[Short exercise]
Write the records out again, precisely as they stand.
----- Rows -----
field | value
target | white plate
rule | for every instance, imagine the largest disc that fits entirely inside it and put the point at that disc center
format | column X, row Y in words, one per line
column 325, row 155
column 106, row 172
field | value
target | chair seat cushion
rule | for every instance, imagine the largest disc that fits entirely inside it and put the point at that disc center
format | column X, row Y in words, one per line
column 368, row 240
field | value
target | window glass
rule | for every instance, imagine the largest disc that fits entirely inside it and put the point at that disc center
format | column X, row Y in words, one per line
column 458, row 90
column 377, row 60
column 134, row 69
-----
[Full solution]
field | value
target | white plate
rule | for every instance, imagine the largest disc that fits entirely inside it and put the point at that disc center
format | column X, row Y in words, one per line
column 325, row 155
column 106, row 172
field | value
target | chair seat cushion
rule | for every instance, imagine the largest disc that fits entirely inside it and put the point at that disc center
format | column X, row Y in words, one per line
column 368, row 240
field | value
target | window glass
rule | for every instance, imagine the largest disc that fits entirely inside it and put the point at that disc center
format | column X, row Y in words, one per line
column 458, row 90
column 377, row 60
column 134, row 69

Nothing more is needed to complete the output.